▶ _Records supplied_
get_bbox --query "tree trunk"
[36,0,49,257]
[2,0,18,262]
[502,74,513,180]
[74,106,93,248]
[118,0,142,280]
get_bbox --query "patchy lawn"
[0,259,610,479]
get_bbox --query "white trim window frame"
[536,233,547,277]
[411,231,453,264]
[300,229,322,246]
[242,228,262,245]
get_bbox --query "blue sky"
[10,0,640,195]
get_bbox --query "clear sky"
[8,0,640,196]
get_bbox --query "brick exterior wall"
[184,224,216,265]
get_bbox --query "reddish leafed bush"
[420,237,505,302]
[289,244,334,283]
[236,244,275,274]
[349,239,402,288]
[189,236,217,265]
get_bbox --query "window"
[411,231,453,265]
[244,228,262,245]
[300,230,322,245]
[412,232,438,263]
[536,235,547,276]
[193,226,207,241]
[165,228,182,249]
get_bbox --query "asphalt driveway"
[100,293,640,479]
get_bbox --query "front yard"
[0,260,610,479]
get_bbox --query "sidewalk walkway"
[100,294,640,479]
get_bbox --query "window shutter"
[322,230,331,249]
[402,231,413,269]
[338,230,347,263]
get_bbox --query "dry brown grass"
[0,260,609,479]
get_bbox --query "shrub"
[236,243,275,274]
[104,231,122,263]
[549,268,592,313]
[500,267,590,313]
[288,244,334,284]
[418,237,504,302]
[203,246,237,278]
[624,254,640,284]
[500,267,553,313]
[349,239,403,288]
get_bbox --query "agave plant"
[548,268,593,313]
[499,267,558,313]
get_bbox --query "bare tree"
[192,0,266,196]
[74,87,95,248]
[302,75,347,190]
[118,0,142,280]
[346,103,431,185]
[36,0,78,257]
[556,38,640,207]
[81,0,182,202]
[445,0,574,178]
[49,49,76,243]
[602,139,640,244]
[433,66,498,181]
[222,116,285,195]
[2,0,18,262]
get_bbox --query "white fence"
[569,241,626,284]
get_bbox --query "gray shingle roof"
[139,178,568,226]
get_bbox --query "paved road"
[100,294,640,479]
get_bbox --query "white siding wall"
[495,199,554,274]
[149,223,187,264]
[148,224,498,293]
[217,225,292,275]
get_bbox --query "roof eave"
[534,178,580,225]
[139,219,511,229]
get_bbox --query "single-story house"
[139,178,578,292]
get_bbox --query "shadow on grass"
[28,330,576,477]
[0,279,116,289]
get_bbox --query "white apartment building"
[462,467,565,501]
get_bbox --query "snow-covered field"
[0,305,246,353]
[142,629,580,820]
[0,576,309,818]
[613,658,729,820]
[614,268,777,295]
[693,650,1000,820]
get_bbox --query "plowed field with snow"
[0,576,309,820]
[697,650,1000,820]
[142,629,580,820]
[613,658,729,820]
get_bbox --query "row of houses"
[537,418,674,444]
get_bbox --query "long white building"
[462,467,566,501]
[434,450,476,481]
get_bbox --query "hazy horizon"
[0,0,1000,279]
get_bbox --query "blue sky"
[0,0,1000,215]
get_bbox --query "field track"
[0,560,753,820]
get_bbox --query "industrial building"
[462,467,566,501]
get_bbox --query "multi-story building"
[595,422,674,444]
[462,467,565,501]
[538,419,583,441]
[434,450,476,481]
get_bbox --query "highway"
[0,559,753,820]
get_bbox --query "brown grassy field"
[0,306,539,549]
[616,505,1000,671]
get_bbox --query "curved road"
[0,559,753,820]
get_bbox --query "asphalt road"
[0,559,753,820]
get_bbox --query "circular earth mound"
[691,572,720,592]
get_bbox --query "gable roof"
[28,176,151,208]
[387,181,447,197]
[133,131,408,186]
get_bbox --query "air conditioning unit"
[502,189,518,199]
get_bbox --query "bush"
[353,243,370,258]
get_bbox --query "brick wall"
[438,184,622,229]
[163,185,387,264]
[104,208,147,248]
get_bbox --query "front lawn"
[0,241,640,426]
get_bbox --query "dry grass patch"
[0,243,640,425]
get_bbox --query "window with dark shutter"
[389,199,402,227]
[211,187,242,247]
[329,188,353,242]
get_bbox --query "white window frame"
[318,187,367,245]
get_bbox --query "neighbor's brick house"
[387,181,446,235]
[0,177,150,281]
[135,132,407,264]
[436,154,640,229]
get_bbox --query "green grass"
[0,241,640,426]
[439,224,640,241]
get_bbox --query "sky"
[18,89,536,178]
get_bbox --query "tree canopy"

▶ _Task objective_
Can you copy every row above, word for word?

▶ _Expected answer_
get_bbox --query "tree trunk"
[36,0,49,257]
[2,0,18,262]
[502,74,513,180]
[74,106,93,248]
[118,0,142,280]
get_bbox --query "patchy lawn"
[0,259,610,479]
get_bbox --query "white trim window frame"
[536,233,547,277]
[411,231,453,264]
[300,229,322,246]
[242,228,262,245]
get_bbox --query "blue sky"
[10,0,640,195]
get_bbox --query "clear sky"
[8,0,640,196]
get_bbox --query "brick exterior wall"
[184,224,216,265]
get_bbox --query "reddish leafed bush"
[420,237,505,302]
[289,244,334,283]
[236,244,275,274]
[349,239,402,288]
[189,236,217,265]
get_bbox --query "window"
[411,231,453,265]
[244,228,262,245]
[300,230,322,245]
[412,232,438,263]
[536,235,547,276]
[193,226,207,241]
[165,228,182,249]
get_bbox --query "asphalt driveway"
[100,293,640,479]
get_bbox --query "front yard"
[0,260,610,479]
get_bbox --query "sidewalk walkway"
[100,294,640,479]
get_bbox --query "window shutter"
[322,230,331,249]
[402,231,413,269]
[338,230,347,263]
get_bbox --query "dry brown grass"
[0,260,609,479]
get_bbox --query "shrub"
[236,243,275,274]
[104,231,122,263]
[549,268,592,313]
[500,267,590,313]
[288,244,334,284]
[418,237,504,302]
[203,246,237,278]
[624,254,640,284]
[500,267,553,313]
[349,239,403,288]
get_bbox --query "agave plant"
[548,268,593,313]
[499,267,558,313]
get_bbox --query "bare tree"
[192,0,266,196]
[74,87,95,248]
[302,75,347,190]
[118,0,142,280]
[346,103,431,185]
[36,0,78,257]
[556,38,640,207]
[81,0,182,202]
[445,0,574,178]
[49,49,76,243]
[602,139,640,244]
[433,66,498,181]
[222,116,285,195]
[2,0,18,262]
get_bbox --query "white fence"
[569,241,626,284]
get_bbox --query "gray shingle roof"
[139,178,568,226]
get_bbox --query "paved road"
[100,294,640,479]
get_bbox --query "white siding wall"
[495,199,554,274]
[149,223,187,264]
[148,224,498,293]
[217,225,292,275]
get_bbox --query "roof eave"
[534,178,580,225]
[139,219,511,229]
get_bbox --query "single-story house"
[139,178,578,292]
get_bbox --query "shadow on grass"
[28,330,576,477]
[0,279,116,289]
get_bbox --query "white apartment building"
[462,467,565,501]
get_bbox --query "snow-covered field"
[0,305,246,353]
[142,629,580,820]
[0,576,309,818]
[613,658,729,820]
[614,268,777,295]
[693,650,1000,820]
get_bbox --query "plowed field with snow"
[0,576,309,820]
[697,650,1000,820]
[142,629,580,820]
[613,658,729,820]
get_bbox --query "row of houses"
[537,418,674,444]
get_bbox --query "long white building"
[462,467,566,501]
[434,450,476,481]
get_bbox --query "hazy horizon"
[0,0,1000,279]
get_bbox --query "blue sky"
[0,0,1000,215]
get_bbox --query "field track"
[0,560,753,820]
get_bbox --query "industrial building"
[462,467,566,501]
get_bbox --query "multi-story building"
[595,422,674,444]
[462,467,565,501]
[538,419,583,441]
[434,450,476,481]
get_bbox --query "highway"
[0,559,753,820]
get_bbox --query "brown grassy field"
[0,306,539,549]
[616,505,1000,671]
get_bbox --query "curved road"
[0,559,753,820]
get_bbox --query "asphalt road"
[0,559,753,820]
get_bbox --query "circular earth mound"
[691,572,720,592]
get_bbox --query "gable roof"
[28,176,151,208]
[387,181,447,197]
[133,131,408,186]
get_bbox --query "air conditioning unit"
[502,189,518,199]
get_bbox --query "bush"
[353,243,370,258]
get_bbox --query "brick wall"
[438,184,622,229]
[163,185,387,264]
[104,208,147,248]
get_bbox --query "front lawn"
[0,241,640,426]
get_bbox --query "dry grass patch"
[0,243,640,425]
get_bbox --query "window with dark shutter"
[389,199,402,227]
[211,187,242,247]
[329,188,353,242]
get_bbox --query "white window frame"
[318,187,367,245]
get_bbox --query "neighbor's brick house"
[387,181,446,235]
[0,177,150,281]
[135,132,407,264]
[436,154,640,229]
get_bbox --query "green grass"
[0,241,640,426]
[439,224,640,241]
get_bbox --query "sky"
[18,89,536,178]
get_bbox --query "tree canopy"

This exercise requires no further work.